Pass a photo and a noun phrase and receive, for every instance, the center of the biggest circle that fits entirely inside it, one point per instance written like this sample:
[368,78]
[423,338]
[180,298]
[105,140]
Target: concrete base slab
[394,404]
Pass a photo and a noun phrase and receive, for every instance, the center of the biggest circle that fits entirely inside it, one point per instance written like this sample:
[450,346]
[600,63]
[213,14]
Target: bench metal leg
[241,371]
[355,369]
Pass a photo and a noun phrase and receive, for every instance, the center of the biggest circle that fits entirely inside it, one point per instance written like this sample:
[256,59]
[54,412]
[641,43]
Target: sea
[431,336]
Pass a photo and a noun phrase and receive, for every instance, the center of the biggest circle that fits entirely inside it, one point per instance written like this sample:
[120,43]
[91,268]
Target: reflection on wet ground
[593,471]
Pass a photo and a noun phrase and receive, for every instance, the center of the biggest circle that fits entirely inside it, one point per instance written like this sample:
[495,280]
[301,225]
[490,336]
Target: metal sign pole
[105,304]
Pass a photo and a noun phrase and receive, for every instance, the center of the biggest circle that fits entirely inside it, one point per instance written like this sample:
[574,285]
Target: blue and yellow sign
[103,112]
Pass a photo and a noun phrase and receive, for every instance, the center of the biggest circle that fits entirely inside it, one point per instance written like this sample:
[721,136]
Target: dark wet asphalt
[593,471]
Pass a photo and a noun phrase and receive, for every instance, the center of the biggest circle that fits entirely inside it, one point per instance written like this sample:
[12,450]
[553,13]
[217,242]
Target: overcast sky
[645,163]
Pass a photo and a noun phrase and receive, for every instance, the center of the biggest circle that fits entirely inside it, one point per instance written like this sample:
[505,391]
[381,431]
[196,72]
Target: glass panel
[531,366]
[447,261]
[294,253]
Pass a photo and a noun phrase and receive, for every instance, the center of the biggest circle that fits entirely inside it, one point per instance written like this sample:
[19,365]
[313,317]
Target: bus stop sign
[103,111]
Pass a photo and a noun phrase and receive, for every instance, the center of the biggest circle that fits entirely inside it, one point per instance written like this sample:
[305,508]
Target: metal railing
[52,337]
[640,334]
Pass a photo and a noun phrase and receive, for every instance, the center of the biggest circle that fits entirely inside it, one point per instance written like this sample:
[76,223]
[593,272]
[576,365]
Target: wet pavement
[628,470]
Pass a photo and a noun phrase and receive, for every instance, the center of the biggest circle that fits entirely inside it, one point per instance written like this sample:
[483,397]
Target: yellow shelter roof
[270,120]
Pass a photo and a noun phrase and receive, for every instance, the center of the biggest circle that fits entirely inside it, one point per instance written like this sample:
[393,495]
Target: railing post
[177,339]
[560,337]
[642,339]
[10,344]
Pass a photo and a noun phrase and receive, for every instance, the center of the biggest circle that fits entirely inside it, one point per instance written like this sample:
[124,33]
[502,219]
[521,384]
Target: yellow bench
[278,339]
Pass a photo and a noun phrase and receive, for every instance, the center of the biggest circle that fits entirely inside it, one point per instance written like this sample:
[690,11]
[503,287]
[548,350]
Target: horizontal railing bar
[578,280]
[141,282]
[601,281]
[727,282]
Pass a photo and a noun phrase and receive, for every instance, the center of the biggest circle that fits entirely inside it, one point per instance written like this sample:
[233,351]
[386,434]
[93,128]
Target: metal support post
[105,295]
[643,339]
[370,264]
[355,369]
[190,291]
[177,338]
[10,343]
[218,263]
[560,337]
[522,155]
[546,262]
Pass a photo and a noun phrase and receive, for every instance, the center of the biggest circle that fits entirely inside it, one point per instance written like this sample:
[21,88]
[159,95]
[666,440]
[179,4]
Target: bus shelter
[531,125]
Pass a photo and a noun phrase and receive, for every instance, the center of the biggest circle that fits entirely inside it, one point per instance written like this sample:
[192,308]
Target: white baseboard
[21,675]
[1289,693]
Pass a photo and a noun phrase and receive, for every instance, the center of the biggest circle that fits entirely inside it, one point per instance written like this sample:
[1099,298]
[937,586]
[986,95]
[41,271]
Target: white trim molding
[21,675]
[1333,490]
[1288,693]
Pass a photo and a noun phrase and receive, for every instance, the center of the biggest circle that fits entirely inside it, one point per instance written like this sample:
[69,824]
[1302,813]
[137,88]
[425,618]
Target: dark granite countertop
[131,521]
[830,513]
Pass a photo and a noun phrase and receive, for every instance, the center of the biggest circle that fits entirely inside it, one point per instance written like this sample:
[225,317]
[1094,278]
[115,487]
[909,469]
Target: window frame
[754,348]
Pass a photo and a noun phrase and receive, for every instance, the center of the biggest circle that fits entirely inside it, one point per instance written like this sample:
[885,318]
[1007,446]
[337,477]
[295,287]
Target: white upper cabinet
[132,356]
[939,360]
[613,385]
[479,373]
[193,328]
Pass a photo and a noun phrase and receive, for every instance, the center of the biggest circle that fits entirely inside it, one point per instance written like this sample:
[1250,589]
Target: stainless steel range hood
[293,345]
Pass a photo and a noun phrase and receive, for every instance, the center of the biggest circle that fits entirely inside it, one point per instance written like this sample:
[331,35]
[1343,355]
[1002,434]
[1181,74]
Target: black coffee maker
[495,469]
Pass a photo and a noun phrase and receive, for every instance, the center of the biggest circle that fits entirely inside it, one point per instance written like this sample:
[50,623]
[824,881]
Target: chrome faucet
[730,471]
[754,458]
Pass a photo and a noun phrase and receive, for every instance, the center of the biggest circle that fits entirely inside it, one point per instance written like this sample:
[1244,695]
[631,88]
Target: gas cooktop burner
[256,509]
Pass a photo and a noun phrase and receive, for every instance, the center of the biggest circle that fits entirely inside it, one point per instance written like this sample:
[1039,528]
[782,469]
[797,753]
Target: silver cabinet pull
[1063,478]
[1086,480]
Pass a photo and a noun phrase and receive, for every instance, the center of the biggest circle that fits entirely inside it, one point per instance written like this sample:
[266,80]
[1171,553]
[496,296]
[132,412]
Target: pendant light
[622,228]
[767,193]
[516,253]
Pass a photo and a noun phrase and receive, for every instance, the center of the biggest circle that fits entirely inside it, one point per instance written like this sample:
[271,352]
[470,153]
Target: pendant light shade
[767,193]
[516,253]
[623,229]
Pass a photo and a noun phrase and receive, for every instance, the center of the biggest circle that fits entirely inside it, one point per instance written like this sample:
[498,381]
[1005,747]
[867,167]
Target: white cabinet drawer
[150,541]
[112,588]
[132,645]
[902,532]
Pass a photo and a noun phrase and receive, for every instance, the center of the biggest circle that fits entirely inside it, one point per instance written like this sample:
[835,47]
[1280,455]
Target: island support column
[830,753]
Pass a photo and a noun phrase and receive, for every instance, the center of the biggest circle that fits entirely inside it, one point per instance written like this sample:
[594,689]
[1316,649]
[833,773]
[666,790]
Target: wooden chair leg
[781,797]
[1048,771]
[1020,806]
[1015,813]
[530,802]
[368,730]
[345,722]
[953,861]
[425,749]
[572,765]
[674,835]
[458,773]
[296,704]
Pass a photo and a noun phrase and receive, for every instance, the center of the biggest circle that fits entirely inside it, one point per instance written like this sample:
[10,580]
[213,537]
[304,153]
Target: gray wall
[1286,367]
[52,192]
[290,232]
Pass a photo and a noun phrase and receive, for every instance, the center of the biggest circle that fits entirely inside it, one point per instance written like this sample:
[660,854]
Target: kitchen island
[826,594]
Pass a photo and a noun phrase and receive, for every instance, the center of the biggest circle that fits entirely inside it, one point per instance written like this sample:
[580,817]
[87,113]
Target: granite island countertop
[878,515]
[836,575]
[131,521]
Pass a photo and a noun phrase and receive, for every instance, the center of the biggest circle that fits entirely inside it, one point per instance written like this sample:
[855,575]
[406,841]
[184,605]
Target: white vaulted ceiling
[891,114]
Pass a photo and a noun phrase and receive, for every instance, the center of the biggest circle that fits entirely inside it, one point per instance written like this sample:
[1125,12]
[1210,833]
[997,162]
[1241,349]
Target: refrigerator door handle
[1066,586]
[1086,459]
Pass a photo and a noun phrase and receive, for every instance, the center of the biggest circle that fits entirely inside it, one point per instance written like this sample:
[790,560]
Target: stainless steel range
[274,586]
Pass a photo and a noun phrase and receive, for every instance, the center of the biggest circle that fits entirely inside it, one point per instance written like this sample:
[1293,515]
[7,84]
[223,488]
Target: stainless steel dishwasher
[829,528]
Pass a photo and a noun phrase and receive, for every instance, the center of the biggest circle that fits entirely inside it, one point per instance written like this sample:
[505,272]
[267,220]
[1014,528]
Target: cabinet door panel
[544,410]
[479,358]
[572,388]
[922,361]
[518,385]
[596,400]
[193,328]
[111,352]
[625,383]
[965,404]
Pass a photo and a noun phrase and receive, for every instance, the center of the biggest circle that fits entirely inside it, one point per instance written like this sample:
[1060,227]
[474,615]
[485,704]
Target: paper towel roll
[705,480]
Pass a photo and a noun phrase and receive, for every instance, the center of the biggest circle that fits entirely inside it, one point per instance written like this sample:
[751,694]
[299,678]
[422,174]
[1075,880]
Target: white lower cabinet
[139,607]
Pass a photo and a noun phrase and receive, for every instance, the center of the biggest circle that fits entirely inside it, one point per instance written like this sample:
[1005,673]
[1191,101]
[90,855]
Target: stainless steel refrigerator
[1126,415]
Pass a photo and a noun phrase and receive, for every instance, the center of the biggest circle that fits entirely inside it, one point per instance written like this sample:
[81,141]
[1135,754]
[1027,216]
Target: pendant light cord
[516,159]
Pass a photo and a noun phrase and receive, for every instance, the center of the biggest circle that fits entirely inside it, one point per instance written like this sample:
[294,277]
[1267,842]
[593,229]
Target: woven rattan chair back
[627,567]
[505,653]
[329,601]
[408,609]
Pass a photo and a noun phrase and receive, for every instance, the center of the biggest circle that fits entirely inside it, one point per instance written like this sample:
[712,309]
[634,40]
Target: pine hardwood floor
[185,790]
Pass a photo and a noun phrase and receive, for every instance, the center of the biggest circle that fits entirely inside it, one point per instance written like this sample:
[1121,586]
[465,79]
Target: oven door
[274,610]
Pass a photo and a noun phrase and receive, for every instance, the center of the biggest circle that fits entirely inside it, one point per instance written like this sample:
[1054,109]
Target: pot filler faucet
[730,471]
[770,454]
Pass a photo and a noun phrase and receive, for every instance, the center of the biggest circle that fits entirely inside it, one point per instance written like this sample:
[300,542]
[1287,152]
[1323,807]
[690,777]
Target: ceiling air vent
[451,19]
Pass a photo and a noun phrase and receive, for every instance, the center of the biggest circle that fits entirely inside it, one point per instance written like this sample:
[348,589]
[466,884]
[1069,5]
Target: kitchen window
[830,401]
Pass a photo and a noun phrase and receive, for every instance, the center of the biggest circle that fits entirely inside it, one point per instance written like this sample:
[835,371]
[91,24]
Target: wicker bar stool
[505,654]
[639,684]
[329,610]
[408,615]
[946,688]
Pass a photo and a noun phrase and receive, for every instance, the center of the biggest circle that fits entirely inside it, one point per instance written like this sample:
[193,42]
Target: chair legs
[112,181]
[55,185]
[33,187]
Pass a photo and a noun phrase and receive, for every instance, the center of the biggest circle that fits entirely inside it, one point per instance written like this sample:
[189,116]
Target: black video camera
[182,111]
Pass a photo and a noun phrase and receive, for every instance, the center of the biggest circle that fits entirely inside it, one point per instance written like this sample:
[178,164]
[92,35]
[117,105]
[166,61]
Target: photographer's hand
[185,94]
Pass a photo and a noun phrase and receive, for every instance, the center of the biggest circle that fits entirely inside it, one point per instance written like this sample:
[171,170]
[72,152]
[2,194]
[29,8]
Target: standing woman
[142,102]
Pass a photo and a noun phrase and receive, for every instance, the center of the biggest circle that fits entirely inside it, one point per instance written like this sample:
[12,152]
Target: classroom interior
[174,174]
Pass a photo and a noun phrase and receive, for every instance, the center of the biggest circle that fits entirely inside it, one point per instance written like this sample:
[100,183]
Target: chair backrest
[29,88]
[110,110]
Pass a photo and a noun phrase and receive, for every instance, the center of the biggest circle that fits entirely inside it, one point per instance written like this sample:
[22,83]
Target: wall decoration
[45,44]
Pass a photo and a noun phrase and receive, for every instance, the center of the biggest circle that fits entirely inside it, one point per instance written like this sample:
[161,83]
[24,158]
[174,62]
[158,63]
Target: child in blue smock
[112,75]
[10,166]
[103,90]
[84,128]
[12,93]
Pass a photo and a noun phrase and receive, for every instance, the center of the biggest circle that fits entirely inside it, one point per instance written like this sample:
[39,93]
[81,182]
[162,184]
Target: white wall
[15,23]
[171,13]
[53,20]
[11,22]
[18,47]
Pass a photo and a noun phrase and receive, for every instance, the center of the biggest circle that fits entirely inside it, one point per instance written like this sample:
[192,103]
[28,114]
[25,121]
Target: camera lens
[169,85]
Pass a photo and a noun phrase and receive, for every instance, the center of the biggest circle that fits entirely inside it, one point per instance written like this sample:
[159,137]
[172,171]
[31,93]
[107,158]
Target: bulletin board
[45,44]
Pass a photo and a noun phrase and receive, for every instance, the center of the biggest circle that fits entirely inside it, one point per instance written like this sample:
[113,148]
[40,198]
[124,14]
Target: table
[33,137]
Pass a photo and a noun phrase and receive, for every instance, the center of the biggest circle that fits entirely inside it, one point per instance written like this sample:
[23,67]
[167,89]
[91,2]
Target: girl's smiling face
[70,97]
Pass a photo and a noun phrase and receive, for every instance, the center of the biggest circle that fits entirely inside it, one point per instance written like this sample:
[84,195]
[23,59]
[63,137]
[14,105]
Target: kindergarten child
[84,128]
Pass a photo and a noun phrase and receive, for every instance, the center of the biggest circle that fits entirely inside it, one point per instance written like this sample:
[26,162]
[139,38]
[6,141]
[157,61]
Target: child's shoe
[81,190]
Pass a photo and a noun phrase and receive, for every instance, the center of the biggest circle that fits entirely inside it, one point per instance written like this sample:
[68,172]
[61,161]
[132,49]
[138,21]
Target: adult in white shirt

## Work required
Collect every line in the rows above that contains the word "door", and copy each one unchanged. Letter case counts.

## Task response
Target: refrigerator door handle
Target: cabinet door panel
Target: oven door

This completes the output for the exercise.